━━━━━ DOCUMENTO DE ORIGEM
Ela só conseguiu realizar o procedimento em Recife, devido à mobilização feminista que garantiu seu direito à vida e à infância plena. Apesar disso, a violência contínua levou a sua exposição na internet e ataques à menina e sua família por grupos fundamentalistas, tornando-a culpada pela própria violência que sofreu. Aceitam o estupro, mas não o aborto. Dois anos depois estamos mais uma vez acompanhando a violência estatal a outra menina, a qual o Estado deveria proteger.

Até quando vão perseguir meninas violentadas? O estupro é historicamente utilizado como arma de terror político e com frequência emana diretamente da política oficial. A negação do direito ao aborto é uma ferramenta patriarcal que atua para manter o controle sobre os corpos de mulheres.

É sempre importante lembrar que a legislação expressa no Código Penal, que efetivamente confere mais relevância à dignidade humana que aos costumes e à moral sexual nos crimes de violência sexual, altera-se apenas em 2009.

Ou seja, há apenas 13 anos o crime de estupro é considerado um crime contra a dignidade das mulheres. Antes, era um crime contra os costumes e a tradição. Nessa legislação terrivelmente atual se a vítima de violência sexual se casasse com seu agressor ou com outro homem, o crime simplesmente deixaria de existir.

Portanto, o caso que ocorre agora, em Santa Catarina, infelizmente, não é exceção. Uma menina de 11 anos, vítima de estupro, tem sido mantida há um mês em um abrigo longe dos pais, para impedir que acesse o aborto legal, declaração que consta no próprio despacho feito pela juíza, Joana Ribeiro Zimmer. A crueldade com que grupos fundamentalistas violentam as vítimas é um retrato do aprofundamento da misoginia em um Estado fascista.

Saber que uma mulher, que enquanto juíza, deveria ocupar um lugar de neutralidade e escuta à vítima, perguntou à criança o nome do feto, fruto de uma violência brutal, é desesperador. E, ainda, se ela não podia aguentar mais um pouquinho?

É difícil se conter diante de tamanha violência, o que mais uma criança de 11 anos, vítima de violência sexual, que teve sua integridade física e sexual violada e seu aborto legal negado em diversas esferas deveria aguentar?

Este caso é um retrato das inúmeras violências estatais a que meninas e mulheres estão submetidas ao denunciar violências e buscar seus direitos. Do quanto a violência de gênero é reproduzida em todos as esferas, privada, pública e institucional.
━━━━━━━━━━
━━━━━ ITENS FORNECIDOS
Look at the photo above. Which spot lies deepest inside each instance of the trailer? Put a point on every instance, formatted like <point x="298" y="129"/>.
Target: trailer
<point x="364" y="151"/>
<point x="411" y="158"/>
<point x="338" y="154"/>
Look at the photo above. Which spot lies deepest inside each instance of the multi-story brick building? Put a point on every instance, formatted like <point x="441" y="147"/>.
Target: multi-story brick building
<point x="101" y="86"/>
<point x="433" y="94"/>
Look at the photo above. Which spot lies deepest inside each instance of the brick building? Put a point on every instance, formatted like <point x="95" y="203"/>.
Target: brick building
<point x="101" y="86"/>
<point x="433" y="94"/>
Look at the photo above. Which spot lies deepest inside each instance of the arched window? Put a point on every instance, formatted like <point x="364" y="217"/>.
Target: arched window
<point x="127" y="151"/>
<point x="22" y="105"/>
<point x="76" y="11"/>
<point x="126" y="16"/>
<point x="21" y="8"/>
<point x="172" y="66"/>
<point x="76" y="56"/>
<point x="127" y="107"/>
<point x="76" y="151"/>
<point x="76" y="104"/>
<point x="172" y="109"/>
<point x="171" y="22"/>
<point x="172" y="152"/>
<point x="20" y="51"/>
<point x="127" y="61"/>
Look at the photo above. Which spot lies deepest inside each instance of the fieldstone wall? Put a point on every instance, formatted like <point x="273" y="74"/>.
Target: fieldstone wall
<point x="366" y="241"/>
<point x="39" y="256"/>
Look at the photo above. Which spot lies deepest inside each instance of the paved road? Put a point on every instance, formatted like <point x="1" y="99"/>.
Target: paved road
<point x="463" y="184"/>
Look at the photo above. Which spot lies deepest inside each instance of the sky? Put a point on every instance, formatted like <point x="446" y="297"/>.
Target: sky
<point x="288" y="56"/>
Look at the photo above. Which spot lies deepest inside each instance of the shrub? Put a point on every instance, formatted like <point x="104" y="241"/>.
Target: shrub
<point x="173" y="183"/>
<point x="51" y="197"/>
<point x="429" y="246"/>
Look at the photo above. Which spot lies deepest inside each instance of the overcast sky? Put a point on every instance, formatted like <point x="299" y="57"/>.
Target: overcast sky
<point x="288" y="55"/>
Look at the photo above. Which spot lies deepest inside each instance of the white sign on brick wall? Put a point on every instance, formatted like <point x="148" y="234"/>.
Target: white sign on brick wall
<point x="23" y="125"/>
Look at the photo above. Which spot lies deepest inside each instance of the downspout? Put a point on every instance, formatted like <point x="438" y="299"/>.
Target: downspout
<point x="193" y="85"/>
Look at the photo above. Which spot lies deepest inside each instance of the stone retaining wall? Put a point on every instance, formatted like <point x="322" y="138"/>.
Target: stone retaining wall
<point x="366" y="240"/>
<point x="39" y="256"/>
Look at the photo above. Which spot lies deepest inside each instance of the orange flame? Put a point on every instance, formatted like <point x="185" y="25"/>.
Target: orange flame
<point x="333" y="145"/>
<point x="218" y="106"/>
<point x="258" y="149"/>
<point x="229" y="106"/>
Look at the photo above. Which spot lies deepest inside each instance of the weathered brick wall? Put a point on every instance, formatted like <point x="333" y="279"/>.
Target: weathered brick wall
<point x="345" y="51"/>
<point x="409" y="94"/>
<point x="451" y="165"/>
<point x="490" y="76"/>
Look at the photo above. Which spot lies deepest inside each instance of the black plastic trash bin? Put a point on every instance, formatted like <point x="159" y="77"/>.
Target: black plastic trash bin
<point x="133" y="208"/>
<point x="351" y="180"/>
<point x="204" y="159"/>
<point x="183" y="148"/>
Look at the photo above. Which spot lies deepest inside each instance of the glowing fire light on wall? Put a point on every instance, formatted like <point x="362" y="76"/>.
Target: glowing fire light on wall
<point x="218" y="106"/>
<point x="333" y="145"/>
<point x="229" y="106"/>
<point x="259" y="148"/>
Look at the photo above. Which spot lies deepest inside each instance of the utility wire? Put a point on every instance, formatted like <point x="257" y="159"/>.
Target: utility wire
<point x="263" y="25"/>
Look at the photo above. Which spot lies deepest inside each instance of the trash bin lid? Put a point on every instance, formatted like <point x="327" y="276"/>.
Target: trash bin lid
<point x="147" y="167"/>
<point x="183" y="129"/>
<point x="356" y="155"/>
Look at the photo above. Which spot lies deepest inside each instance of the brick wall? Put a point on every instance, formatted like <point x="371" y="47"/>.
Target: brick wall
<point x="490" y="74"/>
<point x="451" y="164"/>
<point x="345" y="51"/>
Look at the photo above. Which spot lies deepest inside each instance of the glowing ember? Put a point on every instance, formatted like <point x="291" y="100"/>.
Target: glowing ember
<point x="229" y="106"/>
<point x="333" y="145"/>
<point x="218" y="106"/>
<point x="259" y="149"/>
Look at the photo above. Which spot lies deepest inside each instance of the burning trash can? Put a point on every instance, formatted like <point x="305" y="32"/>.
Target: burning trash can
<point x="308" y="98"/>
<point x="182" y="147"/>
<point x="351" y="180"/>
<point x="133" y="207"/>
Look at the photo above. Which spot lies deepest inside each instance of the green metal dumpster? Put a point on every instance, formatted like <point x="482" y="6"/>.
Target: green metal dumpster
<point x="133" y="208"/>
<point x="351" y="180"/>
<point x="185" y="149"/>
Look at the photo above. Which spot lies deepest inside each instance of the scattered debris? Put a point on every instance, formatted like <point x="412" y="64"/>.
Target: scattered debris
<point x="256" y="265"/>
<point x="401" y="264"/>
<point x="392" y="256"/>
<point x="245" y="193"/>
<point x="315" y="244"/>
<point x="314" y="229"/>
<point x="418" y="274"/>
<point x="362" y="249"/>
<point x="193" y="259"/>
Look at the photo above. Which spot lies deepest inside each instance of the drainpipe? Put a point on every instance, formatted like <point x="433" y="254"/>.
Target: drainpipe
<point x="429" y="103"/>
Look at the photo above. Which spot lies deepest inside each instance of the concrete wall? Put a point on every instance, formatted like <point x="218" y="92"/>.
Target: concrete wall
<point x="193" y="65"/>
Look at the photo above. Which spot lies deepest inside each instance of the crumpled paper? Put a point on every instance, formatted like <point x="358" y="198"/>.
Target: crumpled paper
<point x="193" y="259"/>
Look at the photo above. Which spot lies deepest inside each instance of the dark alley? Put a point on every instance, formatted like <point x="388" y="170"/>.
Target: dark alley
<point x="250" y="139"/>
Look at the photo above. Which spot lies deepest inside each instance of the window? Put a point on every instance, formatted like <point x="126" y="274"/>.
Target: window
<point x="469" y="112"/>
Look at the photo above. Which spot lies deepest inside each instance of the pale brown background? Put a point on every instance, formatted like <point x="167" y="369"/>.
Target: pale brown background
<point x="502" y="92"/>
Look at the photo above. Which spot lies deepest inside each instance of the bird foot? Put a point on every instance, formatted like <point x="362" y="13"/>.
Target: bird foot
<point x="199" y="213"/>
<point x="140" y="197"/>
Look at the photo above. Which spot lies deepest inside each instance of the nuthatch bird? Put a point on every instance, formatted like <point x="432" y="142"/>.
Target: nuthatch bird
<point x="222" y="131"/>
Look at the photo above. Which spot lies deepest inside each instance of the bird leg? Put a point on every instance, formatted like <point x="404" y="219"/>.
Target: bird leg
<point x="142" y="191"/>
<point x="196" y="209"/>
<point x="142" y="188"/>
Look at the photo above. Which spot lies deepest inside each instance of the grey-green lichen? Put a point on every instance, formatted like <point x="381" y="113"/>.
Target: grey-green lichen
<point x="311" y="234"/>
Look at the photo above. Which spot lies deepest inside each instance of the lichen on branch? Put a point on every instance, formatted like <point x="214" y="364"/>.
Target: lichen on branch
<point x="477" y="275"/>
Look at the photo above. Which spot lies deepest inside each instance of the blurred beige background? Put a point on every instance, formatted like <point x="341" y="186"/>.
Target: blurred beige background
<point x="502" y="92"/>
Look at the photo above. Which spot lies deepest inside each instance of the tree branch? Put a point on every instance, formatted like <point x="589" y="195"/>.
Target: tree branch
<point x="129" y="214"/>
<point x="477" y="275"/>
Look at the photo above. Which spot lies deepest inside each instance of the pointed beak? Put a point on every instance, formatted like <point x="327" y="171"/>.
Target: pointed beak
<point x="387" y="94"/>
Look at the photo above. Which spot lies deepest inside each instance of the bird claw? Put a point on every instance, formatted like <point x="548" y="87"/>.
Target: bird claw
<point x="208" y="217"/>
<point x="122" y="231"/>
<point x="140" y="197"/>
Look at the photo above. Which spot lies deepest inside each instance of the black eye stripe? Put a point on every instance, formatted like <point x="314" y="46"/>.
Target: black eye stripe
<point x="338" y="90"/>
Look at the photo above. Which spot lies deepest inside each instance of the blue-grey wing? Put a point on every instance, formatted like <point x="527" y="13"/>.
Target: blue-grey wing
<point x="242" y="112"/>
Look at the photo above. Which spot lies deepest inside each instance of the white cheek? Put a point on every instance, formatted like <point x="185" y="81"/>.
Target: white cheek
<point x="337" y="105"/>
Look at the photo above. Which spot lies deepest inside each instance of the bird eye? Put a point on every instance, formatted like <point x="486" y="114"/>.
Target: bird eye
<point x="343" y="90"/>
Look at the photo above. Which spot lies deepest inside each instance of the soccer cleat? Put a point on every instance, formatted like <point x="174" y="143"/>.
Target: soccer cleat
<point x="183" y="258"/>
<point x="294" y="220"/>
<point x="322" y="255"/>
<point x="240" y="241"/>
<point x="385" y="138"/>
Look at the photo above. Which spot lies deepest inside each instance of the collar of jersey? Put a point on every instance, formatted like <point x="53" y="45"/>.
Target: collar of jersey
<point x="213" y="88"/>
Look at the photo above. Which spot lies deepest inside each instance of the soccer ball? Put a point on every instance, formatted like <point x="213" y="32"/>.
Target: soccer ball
━━━━━━━━━━
▶ [TAREFAS A REALIZAR]:
A: Reescreva o trecho do texto sobre o aborto legal negado a meninas de "Portanto, o caso" a "mais um pouquinho?", trocando "juíza" por "magistrada".
B: Dê continuidade ao texto sobre o aborto legal negado a meninas, começando após a última frase apresentada.

▶ [PROBLEMAS RESOLVIDOS]:
A:
Portanto, o caso que ocorre agora, em Santa Catarina, infelizmente, não é exceção. Uma menina de 11 anos, vítima de estupro, tem sido mantida há um mês em um abrigo longe dos pais, para impedir que acesse o aborto legal, declaração que consta no próprio despacho feito pela magistrada, Joana Ribeiro Zimmer. A crueldade com que grupos fundamentalistas violentam as vítimas é um retrato do aprofundamento da misoginia em um Estado fascista.

Saber que uma mulher, que enquanto magistrada, deveria ocupar um lugar de neutralidade e escuta à vítima, perguntou à criança o nome do feto, fruto de uma violência brutal, é desesperador. E, ainda, se ela não podia aguentar mais um pouquinho?

B:
É o retrato de um Estado cada vez mais cristão fundamentalista, onde o princípio do direito ao nascituro está sistematicamente empurrando mulheres, meninas e pessoas que gestam a gestações forçadas, com risco de vida e frutos de violência sexual. Um princípio contraditório à política que os mesmos grupos apoiam que violam a infância e que condenam crianças pretas e faveladas antes mesmo de chegarem à fase adulta. Pois esses também são os grupos conservadores que pedem a redução da maioridade penal e que são a favor da pena de morte.

Um retrocesso absoluto que é uma resposta à força do movimento feminista latino-americano. Frente a isso, o dever da esquerda brasileira em defender os direitos sexuais e reprodutivos é ainda mais pungente! O movimento feminista tem sido protagonista no enfrentamento ao bolsonarismo, como as grandes mobilizações do “Ele Não”, e é preciso comprometimento com uma política radicalmente feminista apoiada pelos mais diversos setores da sociedade para superar o fundamentalismo cristão. 

Enquanto Bolsonaro afirma que quer uma indicação de alguém “terrivelmente cristão” ao STF, lugar onde tem sido travadas diversas batalhas pela garantia de direitos sexuais e aborto legal, devemos estar mobilizadas para uma política terrivelmente feminista em todos os espaços de poder dessa nação. É por nem uma a menos, é pela vida das mulheres, mas é principalmente por uma sociedade que não seja permissiva com o estupro, com a misoginia e com a violência.

*O artigo foi escrito antes da decisão da Justiça de Santa Catarina, que determinou, nesta terça-feira (21), que a menina volte a morar com a mãe e nesta quinta (23) ela conseguiu realizar a interrupção da gestação. 

**Este artigo não reflete, necessariamente, a opinião da Revista Fórum.